Records shown:
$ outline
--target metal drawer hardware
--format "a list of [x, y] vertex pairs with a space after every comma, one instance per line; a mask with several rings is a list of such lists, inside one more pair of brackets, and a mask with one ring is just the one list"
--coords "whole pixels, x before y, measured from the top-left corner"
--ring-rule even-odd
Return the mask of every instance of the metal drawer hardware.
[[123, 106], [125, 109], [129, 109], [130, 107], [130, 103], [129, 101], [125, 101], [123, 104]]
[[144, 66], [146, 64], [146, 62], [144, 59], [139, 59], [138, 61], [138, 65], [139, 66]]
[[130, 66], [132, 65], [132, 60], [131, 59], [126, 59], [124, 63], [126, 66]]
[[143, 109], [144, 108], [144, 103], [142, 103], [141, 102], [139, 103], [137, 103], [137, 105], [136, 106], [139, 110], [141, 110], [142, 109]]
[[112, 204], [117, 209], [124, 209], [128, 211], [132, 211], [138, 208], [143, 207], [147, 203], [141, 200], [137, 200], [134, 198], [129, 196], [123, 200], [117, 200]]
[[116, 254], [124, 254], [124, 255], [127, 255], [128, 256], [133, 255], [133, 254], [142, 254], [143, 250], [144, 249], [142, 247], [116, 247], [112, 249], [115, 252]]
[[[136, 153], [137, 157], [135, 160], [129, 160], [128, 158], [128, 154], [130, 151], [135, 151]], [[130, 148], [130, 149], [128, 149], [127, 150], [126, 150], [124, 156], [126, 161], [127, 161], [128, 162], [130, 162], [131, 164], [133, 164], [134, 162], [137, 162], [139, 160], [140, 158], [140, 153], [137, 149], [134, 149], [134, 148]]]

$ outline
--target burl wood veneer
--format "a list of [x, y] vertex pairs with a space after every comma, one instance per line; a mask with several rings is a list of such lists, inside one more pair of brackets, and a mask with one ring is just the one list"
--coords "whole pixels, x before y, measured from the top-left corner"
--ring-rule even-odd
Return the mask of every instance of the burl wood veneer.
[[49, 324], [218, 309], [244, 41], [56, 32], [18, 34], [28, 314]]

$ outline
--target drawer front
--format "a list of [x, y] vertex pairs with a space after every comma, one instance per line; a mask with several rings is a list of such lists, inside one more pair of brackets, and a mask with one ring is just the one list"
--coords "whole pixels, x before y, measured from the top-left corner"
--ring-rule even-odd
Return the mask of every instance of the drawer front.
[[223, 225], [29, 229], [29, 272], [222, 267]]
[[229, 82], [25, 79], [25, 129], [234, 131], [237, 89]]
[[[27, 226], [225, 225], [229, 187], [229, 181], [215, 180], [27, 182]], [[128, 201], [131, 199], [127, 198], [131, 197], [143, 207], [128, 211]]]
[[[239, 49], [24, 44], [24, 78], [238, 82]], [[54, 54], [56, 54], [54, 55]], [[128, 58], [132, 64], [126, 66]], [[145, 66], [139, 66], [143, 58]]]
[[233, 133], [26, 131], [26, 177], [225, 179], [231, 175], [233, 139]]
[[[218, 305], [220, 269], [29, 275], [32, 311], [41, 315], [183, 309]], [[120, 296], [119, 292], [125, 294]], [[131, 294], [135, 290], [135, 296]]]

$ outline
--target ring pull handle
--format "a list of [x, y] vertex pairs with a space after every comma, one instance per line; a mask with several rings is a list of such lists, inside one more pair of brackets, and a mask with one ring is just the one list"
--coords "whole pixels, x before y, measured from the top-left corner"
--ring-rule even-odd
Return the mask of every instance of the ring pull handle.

Stated goal: Print out the whole listing exactly as it appears.

Task output:
$ outline
--target metal drawer hardware
--format "a list of [x, y] vertex pairs with a space after every comma, one instance per line; a mask with several rings is a list of such lists, inside one more pair of brackets, and a mask with one ring is just the one list"
--coords "whole pixels, x before y, measured from the top-left corner"
--ring-rule even-odd
Return the mask of every instance of the metal drawer hardware.
[[123, 106], [125, 109], [129, 109], [130, 107], [130, 103], [129, 101], [125, 101], [123, 104]]
[[144, 66], [146, 64], [146, 62], [144, 59], [139, 59], [138, 61], [138, 65], [139, 66]]
[[130, 66], [132, 65], [132, 60], [131, 59], [126, 59], [124, 63], [126, 66]]
[[143, 109], [144, 108], [144, 103], [142, 103], [141, 102], [139, 103], [137, 103], [137, 105], [136, 106], [139, 110], [141, 110], [142, 109]]
[[112, 204], [117, 209], [124, 209], [128, 211], [132, 211], [138, 208], [143, 207], [147, 203], [141, 200], [137, 200], [134, 198], [129, 196], [123, 200], [117, 200]]
[[116, 254], [124, 254], [124, 255], [127, 255], [128, 256], [133, 255], [133, 254], [142, 254], [143, 250], [144, 249], [142, 247], [116, 247], [112, 249], [115, 252]]
[[[136, 153], [137, 157], [135, 160], [129, 160], [128, 158], [128, 154], [130, 151], [135, 151]], [[130, 148], [130, 149], [128, 149], [127, 150], [126, 150], [124, 156], [126, 161], [127, 161], [128, 162], [130, 162], [131, 164], [133, 164], [134, 162], [137, 162], [139, 160], [140, 158], [140, 153], [137, 149], [134, 149], [134, 148]]]

$ outline
--target burl wood veneer
--format "a list of [x, y] vertex pairs with a space after every comma, one instance per line; a mask with several rings is a list of such lists, inside one more pair of brackets, and a mask with one ring is just the one list"
--coords "whole pixels, x before y, measured from the top-left corner"
--ring-rule even-odd
Return the mask of every instance of the burl wood veneer.
[[49, 324], [218, 309], [244, 41], [56, 32], [18, 34], [28, 314]]

$ outline
--target drawer front
--format "a list of [x, y] vertex pairs with a space after every comma, one instance per line; a mask with several rings is a list of such lists, inside one more pair of brackets, and a mask with one ring is just the one list"
--coords "whole pixels, x before y, measured from the top-left corner"
--ring-rule even-odd
Return the mask of every instance of the drawer front.
[[223, 225], [29, 229], [29, 272], [222, 267]]
[[229, 82], [25, 79], [25, 129], [234, 131], [237, 89]]
[[[27, 226], [225, 225], [229, 187], [229, 181], [215, 180], [27, 182]], [[128, 201], [131, 199], [127, 198], [131, 197], [143, 207], [128, 211]]]
[[[239, 49], [24, 44], [24, 78], [238, 82]], [[54, 54], [56, 54], [54, 55]], [[128, 58], [132, 64], [126, 66]], [[145, 66], [139, 66], [143, 58]]]
[[233, 133], [26, 131], [26, 177], [225, 179], [231, 175], [233, 139]]
[[[218, 305], [220, 269], [29, 275], [32, 311], [41, 315], [183, 309]], [[120, 296], [119, 292], [125, 294]], [[131, 294], [135, 290], [135, 296]]]

$ outline
--target ring pull handle
--format "a list of [x, y] vertex pairs with a space after every comma, one instance per line; a mask with several rings is a list of such lists, inside one more pair of brackets, and a mask with one ring is just the one list"
--coords "whole pixels, x before y, measured from the top-left corner"
--ring-rule even-odd
Return the mask of every instance of the ring pull handle.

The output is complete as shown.